Task statement
Copy out every line of the data below that contains the string "table". Only matches in the same upper and lower case count.

Stored data
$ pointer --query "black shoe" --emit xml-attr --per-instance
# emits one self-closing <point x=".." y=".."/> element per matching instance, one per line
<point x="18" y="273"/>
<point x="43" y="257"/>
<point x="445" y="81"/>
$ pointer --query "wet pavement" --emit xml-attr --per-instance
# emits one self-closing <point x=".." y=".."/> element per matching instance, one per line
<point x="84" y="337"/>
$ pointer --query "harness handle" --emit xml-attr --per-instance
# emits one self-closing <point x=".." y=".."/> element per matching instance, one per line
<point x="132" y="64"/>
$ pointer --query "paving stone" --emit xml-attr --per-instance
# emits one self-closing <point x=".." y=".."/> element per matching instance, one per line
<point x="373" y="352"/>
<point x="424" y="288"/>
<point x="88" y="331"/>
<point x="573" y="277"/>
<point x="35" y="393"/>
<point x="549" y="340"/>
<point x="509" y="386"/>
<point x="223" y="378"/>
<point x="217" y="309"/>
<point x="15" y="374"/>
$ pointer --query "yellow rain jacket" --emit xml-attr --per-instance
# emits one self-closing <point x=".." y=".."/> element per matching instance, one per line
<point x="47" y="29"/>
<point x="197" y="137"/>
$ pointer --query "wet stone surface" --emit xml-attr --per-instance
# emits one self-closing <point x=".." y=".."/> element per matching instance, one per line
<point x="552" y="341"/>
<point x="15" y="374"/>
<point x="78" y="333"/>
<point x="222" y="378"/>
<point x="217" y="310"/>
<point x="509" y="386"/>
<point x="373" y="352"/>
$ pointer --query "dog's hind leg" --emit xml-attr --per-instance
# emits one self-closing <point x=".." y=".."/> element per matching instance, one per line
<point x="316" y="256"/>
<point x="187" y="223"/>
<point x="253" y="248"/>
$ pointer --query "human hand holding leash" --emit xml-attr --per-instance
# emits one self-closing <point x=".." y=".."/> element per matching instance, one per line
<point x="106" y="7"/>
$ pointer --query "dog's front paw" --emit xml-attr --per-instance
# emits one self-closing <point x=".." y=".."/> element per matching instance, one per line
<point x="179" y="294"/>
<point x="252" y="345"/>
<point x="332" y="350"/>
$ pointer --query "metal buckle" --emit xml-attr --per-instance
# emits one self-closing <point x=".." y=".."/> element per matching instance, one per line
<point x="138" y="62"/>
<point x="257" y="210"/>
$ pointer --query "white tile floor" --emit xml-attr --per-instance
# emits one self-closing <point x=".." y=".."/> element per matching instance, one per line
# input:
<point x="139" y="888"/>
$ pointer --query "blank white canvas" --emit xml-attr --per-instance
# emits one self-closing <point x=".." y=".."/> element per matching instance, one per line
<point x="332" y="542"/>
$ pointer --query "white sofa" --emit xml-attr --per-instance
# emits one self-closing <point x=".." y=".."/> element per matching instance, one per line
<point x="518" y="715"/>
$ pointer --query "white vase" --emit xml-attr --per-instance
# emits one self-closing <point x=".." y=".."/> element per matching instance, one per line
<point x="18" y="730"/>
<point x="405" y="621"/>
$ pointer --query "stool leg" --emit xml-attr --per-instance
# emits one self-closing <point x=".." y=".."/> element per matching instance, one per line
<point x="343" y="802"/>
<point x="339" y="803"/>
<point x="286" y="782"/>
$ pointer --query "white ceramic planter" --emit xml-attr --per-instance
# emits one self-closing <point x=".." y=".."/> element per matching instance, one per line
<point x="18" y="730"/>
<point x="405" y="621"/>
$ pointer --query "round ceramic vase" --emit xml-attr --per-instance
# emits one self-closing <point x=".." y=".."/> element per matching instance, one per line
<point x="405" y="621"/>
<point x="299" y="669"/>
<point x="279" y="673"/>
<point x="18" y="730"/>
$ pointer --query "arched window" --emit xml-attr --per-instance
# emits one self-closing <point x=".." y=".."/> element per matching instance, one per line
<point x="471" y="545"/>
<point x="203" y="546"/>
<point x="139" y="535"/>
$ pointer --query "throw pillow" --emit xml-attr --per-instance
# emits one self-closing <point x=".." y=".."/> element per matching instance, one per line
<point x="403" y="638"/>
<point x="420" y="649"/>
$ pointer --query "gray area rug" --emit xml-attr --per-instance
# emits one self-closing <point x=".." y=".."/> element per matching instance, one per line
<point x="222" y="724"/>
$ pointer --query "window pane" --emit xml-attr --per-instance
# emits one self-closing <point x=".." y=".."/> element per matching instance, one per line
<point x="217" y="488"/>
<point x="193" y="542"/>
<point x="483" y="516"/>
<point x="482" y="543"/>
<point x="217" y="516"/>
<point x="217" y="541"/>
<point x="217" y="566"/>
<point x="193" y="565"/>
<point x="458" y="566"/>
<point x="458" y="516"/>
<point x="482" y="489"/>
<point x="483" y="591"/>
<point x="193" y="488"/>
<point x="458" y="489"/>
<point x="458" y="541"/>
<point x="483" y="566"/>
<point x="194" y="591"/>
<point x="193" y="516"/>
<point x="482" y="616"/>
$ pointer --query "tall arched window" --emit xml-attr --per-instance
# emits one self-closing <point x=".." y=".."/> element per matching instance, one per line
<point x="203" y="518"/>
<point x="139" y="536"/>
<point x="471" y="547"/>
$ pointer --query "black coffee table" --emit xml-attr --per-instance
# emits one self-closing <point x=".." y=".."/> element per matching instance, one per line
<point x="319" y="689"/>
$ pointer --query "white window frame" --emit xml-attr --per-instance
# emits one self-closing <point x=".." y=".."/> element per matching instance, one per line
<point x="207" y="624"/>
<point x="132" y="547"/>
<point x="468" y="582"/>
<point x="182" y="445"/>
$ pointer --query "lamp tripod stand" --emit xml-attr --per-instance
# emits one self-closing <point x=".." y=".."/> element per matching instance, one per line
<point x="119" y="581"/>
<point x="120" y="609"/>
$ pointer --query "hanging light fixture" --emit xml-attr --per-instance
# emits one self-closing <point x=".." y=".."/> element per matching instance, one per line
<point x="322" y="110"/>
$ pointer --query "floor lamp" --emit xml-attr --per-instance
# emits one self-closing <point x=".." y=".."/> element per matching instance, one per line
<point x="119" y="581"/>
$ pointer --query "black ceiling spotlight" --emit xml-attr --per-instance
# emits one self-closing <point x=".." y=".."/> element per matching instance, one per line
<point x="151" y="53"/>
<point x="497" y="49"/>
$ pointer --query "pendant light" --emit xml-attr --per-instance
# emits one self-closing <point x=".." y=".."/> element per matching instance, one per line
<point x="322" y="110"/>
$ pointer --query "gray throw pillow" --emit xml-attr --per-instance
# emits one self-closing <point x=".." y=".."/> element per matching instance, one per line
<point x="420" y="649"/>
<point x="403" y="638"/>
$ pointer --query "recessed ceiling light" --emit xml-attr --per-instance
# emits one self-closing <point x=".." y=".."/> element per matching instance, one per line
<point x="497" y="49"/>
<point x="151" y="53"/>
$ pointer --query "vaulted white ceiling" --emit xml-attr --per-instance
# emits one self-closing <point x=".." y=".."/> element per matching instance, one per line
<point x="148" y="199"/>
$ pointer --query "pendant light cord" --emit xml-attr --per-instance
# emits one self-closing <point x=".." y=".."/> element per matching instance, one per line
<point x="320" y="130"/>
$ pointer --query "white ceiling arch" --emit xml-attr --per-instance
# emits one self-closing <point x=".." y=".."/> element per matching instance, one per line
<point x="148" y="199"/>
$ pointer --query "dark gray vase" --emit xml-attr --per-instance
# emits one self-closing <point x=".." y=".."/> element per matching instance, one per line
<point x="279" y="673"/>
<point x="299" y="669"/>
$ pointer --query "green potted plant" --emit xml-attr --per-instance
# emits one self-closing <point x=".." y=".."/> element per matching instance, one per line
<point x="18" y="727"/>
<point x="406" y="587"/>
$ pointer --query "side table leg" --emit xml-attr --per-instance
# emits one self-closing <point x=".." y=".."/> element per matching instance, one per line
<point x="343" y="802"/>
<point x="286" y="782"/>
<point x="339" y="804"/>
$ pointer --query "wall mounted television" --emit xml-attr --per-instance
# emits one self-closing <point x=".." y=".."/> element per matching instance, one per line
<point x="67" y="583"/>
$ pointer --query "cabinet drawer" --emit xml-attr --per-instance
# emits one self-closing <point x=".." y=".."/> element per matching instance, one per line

Exercise output
$ pointer --query "black coffee table" --emit xml-attr --per-instance
$ pointer --query "side table leg" --emit xml-attr --per-instance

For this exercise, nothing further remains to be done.